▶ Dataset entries

◇ ◇ ◇

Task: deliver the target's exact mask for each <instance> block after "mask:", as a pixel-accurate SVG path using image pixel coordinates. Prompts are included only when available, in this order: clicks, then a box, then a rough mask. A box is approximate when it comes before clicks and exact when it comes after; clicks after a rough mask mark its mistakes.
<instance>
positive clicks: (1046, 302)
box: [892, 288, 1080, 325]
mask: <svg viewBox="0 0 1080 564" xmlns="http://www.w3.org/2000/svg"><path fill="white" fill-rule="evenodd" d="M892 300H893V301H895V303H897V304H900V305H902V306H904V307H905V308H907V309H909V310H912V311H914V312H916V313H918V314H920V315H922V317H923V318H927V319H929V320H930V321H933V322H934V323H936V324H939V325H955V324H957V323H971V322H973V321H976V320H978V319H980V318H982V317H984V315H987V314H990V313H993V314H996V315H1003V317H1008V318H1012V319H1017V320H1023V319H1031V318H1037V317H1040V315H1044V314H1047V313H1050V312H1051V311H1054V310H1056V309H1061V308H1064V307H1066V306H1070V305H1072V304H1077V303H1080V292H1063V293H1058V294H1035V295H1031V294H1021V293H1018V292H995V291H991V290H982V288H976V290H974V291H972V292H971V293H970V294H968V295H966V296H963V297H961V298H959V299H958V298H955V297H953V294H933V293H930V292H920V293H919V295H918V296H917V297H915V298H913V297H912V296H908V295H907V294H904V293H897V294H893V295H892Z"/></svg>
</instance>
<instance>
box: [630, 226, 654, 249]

◇ ◇ ◇

▶ WORK INSTRUCTIONS
Please count the lines in the entries above that contain the string "clicks", and reply with the number alone.

▶ RESULT
2